- TO DO
Would you print all of the entries word for word?

Dataset excerpts
************
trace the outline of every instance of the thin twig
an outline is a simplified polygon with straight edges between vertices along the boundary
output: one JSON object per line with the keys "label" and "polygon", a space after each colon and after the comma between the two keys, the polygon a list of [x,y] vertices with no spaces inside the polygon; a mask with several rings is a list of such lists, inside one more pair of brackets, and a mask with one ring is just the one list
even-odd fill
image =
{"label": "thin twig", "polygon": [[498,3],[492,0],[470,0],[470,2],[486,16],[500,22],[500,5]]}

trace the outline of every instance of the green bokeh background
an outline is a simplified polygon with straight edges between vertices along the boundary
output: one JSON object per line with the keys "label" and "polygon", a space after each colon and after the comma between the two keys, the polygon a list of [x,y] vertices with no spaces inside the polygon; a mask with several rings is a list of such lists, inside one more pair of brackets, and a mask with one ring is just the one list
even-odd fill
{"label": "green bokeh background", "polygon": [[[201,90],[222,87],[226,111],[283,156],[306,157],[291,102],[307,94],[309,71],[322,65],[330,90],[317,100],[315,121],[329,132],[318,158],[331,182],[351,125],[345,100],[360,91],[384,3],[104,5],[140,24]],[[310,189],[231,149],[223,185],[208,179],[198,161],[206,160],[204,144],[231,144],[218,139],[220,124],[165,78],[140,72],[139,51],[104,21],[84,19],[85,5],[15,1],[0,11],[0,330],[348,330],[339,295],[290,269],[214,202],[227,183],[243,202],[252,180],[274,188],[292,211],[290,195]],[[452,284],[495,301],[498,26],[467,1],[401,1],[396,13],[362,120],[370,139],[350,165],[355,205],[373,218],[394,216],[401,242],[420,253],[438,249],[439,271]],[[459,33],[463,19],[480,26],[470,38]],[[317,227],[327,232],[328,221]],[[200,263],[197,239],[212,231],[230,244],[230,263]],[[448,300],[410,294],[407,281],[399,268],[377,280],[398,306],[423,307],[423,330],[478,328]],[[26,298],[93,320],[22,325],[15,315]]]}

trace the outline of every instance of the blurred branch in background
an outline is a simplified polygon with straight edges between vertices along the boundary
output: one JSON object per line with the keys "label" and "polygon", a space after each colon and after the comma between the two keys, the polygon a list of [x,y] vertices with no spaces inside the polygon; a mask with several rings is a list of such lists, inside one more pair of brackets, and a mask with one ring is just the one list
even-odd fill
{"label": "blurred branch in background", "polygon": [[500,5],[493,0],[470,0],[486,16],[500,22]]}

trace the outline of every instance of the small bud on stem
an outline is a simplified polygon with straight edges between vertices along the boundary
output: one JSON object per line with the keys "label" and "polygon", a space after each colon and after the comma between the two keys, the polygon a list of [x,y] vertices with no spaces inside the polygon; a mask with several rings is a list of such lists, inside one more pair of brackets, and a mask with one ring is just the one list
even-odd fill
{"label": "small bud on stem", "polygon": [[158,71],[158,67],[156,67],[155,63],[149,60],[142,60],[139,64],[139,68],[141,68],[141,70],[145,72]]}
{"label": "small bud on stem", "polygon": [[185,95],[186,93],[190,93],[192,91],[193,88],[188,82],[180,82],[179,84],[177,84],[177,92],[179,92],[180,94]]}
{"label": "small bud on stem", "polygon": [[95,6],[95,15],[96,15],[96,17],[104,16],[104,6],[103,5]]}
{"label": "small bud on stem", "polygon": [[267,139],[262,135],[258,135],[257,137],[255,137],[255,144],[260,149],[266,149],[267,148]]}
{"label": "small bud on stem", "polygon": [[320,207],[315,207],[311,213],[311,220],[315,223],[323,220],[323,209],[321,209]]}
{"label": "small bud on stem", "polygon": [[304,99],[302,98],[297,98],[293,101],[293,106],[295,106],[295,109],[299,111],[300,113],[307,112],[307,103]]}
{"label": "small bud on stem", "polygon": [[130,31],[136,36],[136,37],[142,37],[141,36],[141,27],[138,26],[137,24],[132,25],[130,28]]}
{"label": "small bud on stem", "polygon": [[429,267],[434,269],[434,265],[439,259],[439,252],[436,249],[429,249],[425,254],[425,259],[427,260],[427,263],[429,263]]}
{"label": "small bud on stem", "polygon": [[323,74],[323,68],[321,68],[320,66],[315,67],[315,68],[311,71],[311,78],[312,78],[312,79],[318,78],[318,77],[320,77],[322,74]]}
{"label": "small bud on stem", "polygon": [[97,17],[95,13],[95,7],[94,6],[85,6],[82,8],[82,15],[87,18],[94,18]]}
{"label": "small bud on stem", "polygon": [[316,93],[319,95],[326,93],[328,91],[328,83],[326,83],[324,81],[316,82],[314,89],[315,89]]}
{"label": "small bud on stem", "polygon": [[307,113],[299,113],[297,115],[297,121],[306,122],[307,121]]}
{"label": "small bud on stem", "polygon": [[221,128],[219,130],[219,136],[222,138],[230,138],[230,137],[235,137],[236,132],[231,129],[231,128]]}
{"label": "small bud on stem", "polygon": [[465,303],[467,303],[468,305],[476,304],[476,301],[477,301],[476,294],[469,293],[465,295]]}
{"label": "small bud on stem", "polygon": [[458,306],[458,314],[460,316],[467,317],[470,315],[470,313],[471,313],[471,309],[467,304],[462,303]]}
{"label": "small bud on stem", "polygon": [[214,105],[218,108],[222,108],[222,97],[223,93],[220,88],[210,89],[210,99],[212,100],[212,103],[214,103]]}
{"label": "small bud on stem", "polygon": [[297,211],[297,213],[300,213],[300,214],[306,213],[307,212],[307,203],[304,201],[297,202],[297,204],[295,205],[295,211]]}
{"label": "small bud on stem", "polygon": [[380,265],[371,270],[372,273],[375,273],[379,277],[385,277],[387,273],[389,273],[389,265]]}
************
- OUTPUT FOR THIS TASK
trace the outline of every instance of the thin twig
an outline is a simplified polygon with straight edges between vertices along the boundary
output: one JSON object per line with the keys "label" and "polygon", a space after each colon and after the comma between the two keys, the polygon a list of [x,y] vertices with no spaces inside the polygon; a mask with several rings is a list of such lists, inside one more pair of brackets, and a mask with one ring is just the one list
even-odd fill
image =
{"label": "thin twig", "polygon": [[498,3],[492,0],[470,0],[470,2],[486,16],[500,22],[500,5]]}

trace the outline of every instance of the green bokeh background
an outline is a simplified polygon with straight edges between vertices along the boundary
output: one JSON object per line with the keys "label" and "polygon", a space after each colon and after the comma between the two keys, the polygon a list of [x,y] vertices with no spaces inside the polygon; a mask with several rings is a list of such lists, inside one more pair of brackets, and a mask with one ring is just the one list
even-odd fill
{"label": "green bokeh background", "polygon": [[[201,90],[222,87],[226,111],[283,156],[306,157],[291,102],[307,94],[309,71],[322,65],[330,90],[317,100],[315,121],[329,132],[318,158],[331,182],[351,125],[345,100],[360,91],[384,3],[104,5],[140,24]],[[310,189],[231,149],[223,185],[208,179],[198,161],[206,160],[204,144],[231,144],[218,139],[220,124],[165,78],[140,72],[139,51],[104,21],[84,19],[85,5],[15,1],[0,11],[0,330],[348,330],[339,295],[290,269],[214,202],[227,183],[243,202],[252,180],[274,188],[292,211],[290,195]],[[452,284],[495,301],[498,26],[467,1],[401,1],[396,13],[362,120],[370,139],[350,165],[355,205],[373,218],[394,216],[401,242],[420,253],[438,249],[439,271]],[[459,33],[463,19],[480,26],[470,38]],[[317,227],[327,232],[328,221]],[[200,263],[197,239],[212,231],[230,244],[230,263]],[[448,300],[410,294],[407,281],[399,268],[377,280],[398,306],[423,307],[423,330],[478,328]],[[26,298],[93,320],[22,325],[15,315]]]}

trace the outline of every instance of the blurred branch in background
an outline is a simplified polygon with straight edges between vertices along the boundary
output: one JSON object per line with the keys "label" and "polygon", a space after each colon and after the comma between the two keys, the polygon a list of [x,y] vertices with no spaces inside the polygon; a mask with several rings is a list of such lists, inside one more pair of brackets, and a mask with one ring is just the one list
even-odd fill
{"label": "blurred branch in background", "polygon": [[500,5],[493,0],[470,0],[486,16],[500,22]]}

trace the outline of every instance of the small bud on stem
an outline is a simplified polygon with straight edges between vertices along the boundary
output: one JSON object per line with the keys "label" and "polygon", a space after each colon and after the comma between the two keys, the polygon a list of [x,y] vertices with no spaces inside the polygon; a mask with several rings is a list of such lists, inside one more pair of brackets, and a mask with one ring is just the one list
even-odd fill
{"label": "small bud on stem", "polygon": [[158,71],[158,67],[156,67],[155,63],[149,60],[142,60],[139,64],[139,68],[141,68],[141,70],[145,72]]}
{"label": "small bud on stem", "polygon": [[185,95],[186,93],[190,93],[192,91],[193,88],[188,82],[180,82],[179,84],[177,84],[177,92],[179,92],[180,94]]}
{"label": "small bud on stem", "polygon": [[95,6],[95,15],[96,15],[96,17],[104,16],[104,6],[103,5]]}
{"label": "small bud on stem", "polygon": [[267,139],[262,135],[258,135],[257,137],[255,137],[255,144],[260,149],[266,149],[267,148]]}
{"label": "small bud on stem", "polygon": [[320,207],[315,207],[311,213],[311,220],[315,223],[323,220],[323,209],[321,209]]}
{"label": "small bud on stem", "polygon": [[304,99],[302,98],[297,98],[293,101],[293,106],[295,106],[295,109],[299,111],[300,113],[307,112],[307,103]]}
{"label": "small bud on stem", "polygon": [[130,31],[136,36],[136,37],[142,37],[141,36],[141,27],[138,26],[137,24],[132,25],[130,28]]}
{"label": "small bud on stem", "polygon": [[429,267],[434,269],[434,265],[439,259],[439,252],[436,249],[429,249],[425,254],[425,259],[427,260],[427,263],[429,263]]}
{"label": "small bud on stem", "polygon": [[323,74],[323,68],[321,68],[320,66],[315,67],[315,68],[311,71],[311,78],[312,78],[312,79],[318,78],[318,77],[320,77],[322,74]]}
{"label": "small bud on stem", "polygon": [[97,17],[95,13],[95,7],[94,6],[85,6],[82,8],[82,15],[87,18],[94,18]]}
{"label": "small bud on stem", "polygon": [[316,93],[319,95],[326,93],[328,91],[328,83],[326,83],[324,81],[316,82],[314,89],[315,89]]}
{"label": "small bud on stem", "polygon": [[307,113],[299,113],[297,115],[297,121],[306,122],[307,121]]}
{"label": "small bud on stem", "polygon": [[221,128],[219,130],[219,136],[222,138],[230,138],[230,137],[235,137],[236,132],[231,129],[231,128]]}
{"label": "small bud on stem", "polygon": [[465,303],[467,303],[468,305],[476,304],[476,301],[477,301],[476,294],[469,293],[465,295]]}
{"label": "small bud on stem", "polygon": [[458,306],[458,314],[460,316],[467,317],[470,315],[470,313],[471,313],[471,309],[467,304],[462,303]]}
{"label": "small bud on stem", "polygon": [[214,105],[218,108],[222,108],[222,97],[223,93],[220,88],[210,89],[210,99],[212,100],[212,103],[214,103]]}
{"label": "small bud on stem", "polygon": [[297,211],[297,213],[300,213],[300,214],[306,213],[307,212],[307,203],[304,201],[297,202],[297,204],[295,205],[295,211]]}
{"label": "small bud on stem", "polygon": [[380,265],[371,270],[372,273],[375,273],[379,277],[385,277],[387,273],[389,273],[389,265]]}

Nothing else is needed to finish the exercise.